§ Task description: Turn every line of the items below into a Markdown table with two columns, "Number" for the row count and "Entry" for the line itself. Leave out any blank lines.

§ Data for this task:
----------------------------------------
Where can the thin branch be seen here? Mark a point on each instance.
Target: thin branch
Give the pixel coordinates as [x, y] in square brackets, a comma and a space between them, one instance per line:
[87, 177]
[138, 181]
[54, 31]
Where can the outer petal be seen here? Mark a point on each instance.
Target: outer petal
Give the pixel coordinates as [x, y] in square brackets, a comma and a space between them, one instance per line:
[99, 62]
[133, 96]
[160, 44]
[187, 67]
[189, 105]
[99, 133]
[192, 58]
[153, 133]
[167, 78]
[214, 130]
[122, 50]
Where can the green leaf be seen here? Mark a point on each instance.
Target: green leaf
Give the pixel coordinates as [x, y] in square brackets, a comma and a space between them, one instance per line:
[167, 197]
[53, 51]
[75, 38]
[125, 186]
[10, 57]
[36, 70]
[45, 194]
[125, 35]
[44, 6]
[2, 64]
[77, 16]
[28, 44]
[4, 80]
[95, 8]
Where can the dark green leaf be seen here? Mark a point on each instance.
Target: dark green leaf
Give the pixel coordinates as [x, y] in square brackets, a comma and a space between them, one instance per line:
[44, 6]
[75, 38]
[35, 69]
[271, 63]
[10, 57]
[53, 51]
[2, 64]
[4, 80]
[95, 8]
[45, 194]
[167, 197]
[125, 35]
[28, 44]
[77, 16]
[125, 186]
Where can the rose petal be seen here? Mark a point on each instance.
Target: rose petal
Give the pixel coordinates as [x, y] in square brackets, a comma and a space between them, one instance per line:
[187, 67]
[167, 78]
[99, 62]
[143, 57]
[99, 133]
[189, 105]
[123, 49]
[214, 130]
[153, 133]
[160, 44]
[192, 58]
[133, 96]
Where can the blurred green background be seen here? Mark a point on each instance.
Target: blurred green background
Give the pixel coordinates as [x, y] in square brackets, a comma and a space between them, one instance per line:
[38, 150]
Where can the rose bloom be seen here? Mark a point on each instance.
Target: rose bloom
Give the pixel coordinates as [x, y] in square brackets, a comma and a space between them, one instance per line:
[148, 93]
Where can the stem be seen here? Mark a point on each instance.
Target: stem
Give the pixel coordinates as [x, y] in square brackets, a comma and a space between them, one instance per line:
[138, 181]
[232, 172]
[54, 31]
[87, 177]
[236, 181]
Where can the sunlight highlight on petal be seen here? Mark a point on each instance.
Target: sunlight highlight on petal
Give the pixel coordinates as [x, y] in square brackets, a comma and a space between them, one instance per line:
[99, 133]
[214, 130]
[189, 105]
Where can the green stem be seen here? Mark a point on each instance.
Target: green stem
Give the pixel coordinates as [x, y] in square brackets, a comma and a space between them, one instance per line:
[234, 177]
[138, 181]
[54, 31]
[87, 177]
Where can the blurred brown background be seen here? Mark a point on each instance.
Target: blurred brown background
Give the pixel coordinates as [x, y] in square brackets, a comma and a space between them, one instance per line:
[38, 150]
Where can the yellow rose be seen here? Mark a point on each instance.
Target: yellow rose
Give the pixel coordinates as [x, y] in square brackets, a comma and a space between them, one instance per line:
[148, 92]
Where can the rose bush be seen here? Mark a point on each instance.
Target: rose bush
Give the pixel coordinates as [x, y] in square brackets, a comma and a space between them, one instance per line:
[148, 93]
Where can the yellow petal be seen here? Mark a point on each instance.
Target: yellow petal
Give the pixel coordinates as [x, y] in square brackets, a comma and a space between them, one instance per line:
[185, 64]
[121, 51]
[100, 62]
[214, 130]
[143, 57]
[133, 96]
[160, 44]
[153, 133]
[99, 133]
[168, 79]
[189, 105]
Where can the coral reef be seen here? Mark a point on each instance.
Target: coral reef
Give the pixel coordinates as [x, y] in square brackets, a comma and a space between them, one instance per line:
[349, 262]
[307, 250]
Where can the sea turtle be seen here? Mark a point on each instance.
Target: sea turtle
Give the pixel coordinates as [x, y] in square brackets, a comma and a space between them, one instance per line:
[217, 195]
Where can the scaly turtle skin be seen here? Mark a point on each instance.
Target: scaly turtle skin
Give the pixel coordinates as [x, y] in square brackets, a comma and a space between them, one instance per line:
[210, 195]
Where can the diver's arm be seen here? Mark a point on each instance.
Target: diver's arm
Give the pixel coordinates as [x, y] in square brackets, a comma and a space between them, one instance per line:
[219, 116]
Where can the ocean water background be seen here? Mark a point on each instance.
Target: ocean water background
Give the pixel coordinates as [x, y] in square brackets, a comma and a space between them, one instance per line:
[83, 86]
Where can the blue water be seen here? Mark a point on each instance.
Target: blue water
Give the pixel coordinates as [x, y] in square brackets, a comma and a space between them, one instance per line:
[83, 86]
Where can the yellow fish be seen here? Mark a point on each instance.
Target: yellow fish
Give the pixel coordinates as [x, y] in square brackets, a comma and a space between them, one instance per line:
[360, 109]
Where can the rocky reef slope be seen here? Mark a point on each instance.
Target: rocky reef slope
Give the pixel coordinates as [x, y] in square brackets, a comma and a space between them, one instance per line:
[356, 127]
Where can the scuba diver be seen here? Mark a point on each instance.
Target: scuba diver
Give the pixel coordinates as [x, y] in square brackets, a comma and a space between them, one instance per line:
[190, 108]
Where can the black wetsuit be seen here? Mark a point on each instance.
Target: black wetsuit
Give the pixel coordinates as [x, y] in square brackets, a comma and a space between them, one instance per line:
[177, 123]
----------------------------------------
§ Reply to the task:
| Number | Entry |
|---|---|
| 1 | Where can the thin branch be seen here? Mark a point on each instance. |
| 2 | Target: thin branch |
| 3 | Give the pixel coordinates as [x, y] in square brackets, a comma and a space between them, one instance per line: |
| 4 | [87, 177] |
| 5 | [138, 181] |
| 6 | [54, 31] |
| 7 | Where can the outer petal be seen here? Mark a point on each instance. |
| 8 | Target: outer petal |
| 9 | Give the pixel coordinates as [x, y] in square brackets, a comma and a space between them, one instance per line: |
| 10 | [99, 62] |
| 11 | [133, 96] |
| 12 | [160, 44] |
| 13 | [187, 67] |
| 14 | [189, 105] |
| 15 | [99, 133] |
| 16 | [192, 58] |
| 17 | [153, 133] |
| 18 | [167, 78] |
| 19 | [214, 130] |
| 20 | [122, 50] |
| 21 | Where can the green leaf be seen here? Mark a point on each instance. |
| 22 | Target: green leaf |
| 23 | Give the pixel coordinates as [x, y] in square brackets, a comma and a space between them, one instance per line: |
| 24 | [167, 197] |
| 25 | [53, 51] |
| 26 | [75, 38] |
| 27 | [125, 186] |
| 28 | [10, 57] |
| 29 | [36, 70] |
| 30 | [45, 194] |
| 31 | [125, 35] |
| 32 | [44, 6] |
| 33 | [2, 64] |
| 34 | [77, 16] |
| 35 | [28, 44] |
| 36 | [4, 80] |
| 37 | [95, 8] |
| 38 | Where can the dark green leaf be seen here? Mark a point on each instance. |
| 39 | Target: dark green leaf |
| 40 | Give the pixel coordinates as [x, y] in square brackets, a comma and a space between them, one instance per line: |
| 41 | [44, 6] |
| 42 | [75, 38] |
| 43 | [35, 69] |
| 44 | [271, 63] |
| 45 | [10, 57] |
| 46 | [53, 51] |
| 47 | [2, 64] |
| 48 | [4, 80] |
| 49 | [95, 8] |
| 50 | [45, 194] |
| 51 | [167, 197] |
| 52 | [125, 35] |
| 53 | [28, 44] |
| 54 | [77, 16] |
| 55 | [125, 186] |
| 56 | Where can the rose petal be seen here? Mark a point on each instance. |
| 57 | Target: rose petal |
| 58 | Give the pixel coordinates as [x, y] in square brackets, a comma and a space between them, one instance per line: |
| 59 | [187, 67] |
| 60 | [167, 78] |
| 61 | [99, 62] |
| 62 | [143, 57] |
| 63 | [99, 133] |
| 64 | [189, 105] |
| 65 | [123, 49] |
| 66 | [214, 130] |
| 67 | [153, 133] |
| 68 | [160, 44] |
| 69 | [192, 58] |
| 70 | [133, 96] |
| 71 | Where can the blurred green background be seen here? Mark a point on each instance. |
| 72 | Target: blurred green background |
| 73 | Give the pixel coordinates as [x, y] in square brackets, a comma and a space between them, one instance per line: |
| 74 | [38, 150] |
| 75 | Where can the rose bloom be seen here? Mark a point on each instance. |
| 76 | Target: rose bloom |
| 77 | Give the pixel coordinates as [x, y] in square brackets, a comma and a space between them, one instance per line: |
| 78 | [148, 93] |
| 79 | Where can the stem be seen here? Mark a point on each instance. |
| 80 | Target: stem |
| 81 | Give the pixel coordinates as [x, y] in square brackets, a comma and a space between them, one instance per line: |
| 82 | [138, 181] |
| 83 | [232, 172] |
| 84 | [54, 31] |
| 85 | [87, 177] |
| 86 | [236, 181] |
| 87 | Where can the sunlight highlight on petal be seen here? Mark a point on each instance. |
| 88 | Target: sunlight highlight on petal |
| 89 | Give the pixel coordinates as [x, y] in square brackets, a comma and a space between them, one instance per line: |
| 90 | [99, 133] |
| 91 | [214, 130] |
| 92 | [189, 105] |
| 93 | Where can the green stem be seen here? Mark a point on each instance. |
| 94 | Target: green stem |
| 95 | Give the pixel coordinates as [x, y] in square brackets, a comma and a space between them, one instance per line: |
| 96 | [234, 177] |
| 97 | [138, 181] |
| 98 | [54, 31] |
| 99 | [87, 177] |
| 100 | Where can the blurred brown background be seen here? Mark a point on each instance. |
| 101 | Target: blurred brown background |
| 102 | Give the pixel coordinates as [x, y] in square brackets, a comma and a space between them, one instance per line: |
| 103 | [38, 150] |
| 104 | Where can the yellow rose be seen here? Mark a point on each instance. |
| 105 | Target: yellow rose |
| 106 | Give the pixel coordinates as [x, y] in square brackets, a comma and a space between them, one instance per line: |
| 107 | [148, 92] |
| 108 | Where can the rose bush be seen here? Mark a point on each instance. |
| 109 | Target: rose bush |
| 110 | Give the pixel coordinates as [x, y] in square brackets, a comma and a space between them, one instance per line: |
| 111 | [148, 93] |
| 112 | Where can the yellow petal be seen here? Mark a point on each instance. |
| 113 | Target: yellow petal |
| 114 | Give the pixel coordinates as [x, y] in square brackets, a comma and a space between them, one instance per line: |
| 115 | [185, 64] |
| 116 | [121, 51] |
| 117 | [100, 62] |
| 118 | [214, 130] |
| 119 | [143, 57] |
| 120 | [133, 96] |
| 121 | [160, 44] |
| 122 | [153, 133] |
| 123 | [99, 133] |
| 124 | [168, 79] |
| 125 | [189, 105] |
| 126 | Where can the coral reef be seen here? Mark a point on each instance. |
| 127 | Target: coral reef |
| 128 | Give the pixel coordinates as [x, y] in square brackets, a comma and a space between them, one instance per line: |
| 129 | [349, 262] |
| 130 | [307, 250] |
| 131 | Where can the sea turtle be seen here? Mark a point on each instance. |
| 132 | Target: sea turtle |
| 133 | Give the pixel coordinates as [x, y] in square brackets, a comma and a space between them, one instance per line: |
| 134 | [217, 195] |
| 135 | Where can the scaly turtle skin be seen here? Mark a point on each instance. |
| 136 | Target: scaly turtle skin |
| 137 | Give the pixel coordinates as [x, y] in square brackets, a comma and a space between them, one instance per line: |
| 138 | [210, 195] |
| 139 | Where can the diver's arm be seen here? Mark a point on each instance. |
| 140 | Target: diver's arm |
| 141 | Give the pixel coordinates as [x, y] in square brackets, a comma and a space between them, one instance per line: |
| 142 | [219, 116] |
| 143 | Where can the ocean water background be seen here? Mark a point on each instance. |
| 144 | Target: ocean water background |
| 145 | Give the pixel coordinates as [x, y] in square brackets, a comma and a space between them, one instance per line: |
| 146 | [83, 86] |
| 147 | Where can the blue water be seen here? Mark a point on each instance. |
| 148 | Target: blue water |
| 149 | Give the pixel coordinates as [x, y] in square brackets, a comma and a space between them, one instance per line: |
| 150 | [83, 86] |
| 151 | Where can the yellow fish be seen here? Mark a point on each instance. |
| 152 | Target: yellow fish |
| 153 | Give the pixel coordinates as [x, y] in square brackets, a comma and a space between them, one instance per line: |
| 154 | [360, 109] |
| 155 | Where can the rocky reef slope be seen here? Mark a point on each instance. |
| 156 | Target: rocky reef slope |
| 157 | Give the pixel coordinates as [x, y] in square brackets, a comma and a space between them, one instance per line: |
| 158 | [356, 127] |
| 159 | Where can the scuba diver be seen here? Mark a point on each instance. |
| 160 | Target: scuba diver |
| 161 | Give the pixel coordinates as [x, y] in square brackets, a comma and a space between them, one instance per line: |
| 162 | [190, 108] |
| 163 | Where can the black wetsuit be seen here? Mark a point on each instance. |
| 164 | Target: black wetsuit |
| 165 | Give the pixel coordinates as [x, y] in square brackets, a comma and a space between them, one instance per line: |
| 166 | [177, 123] |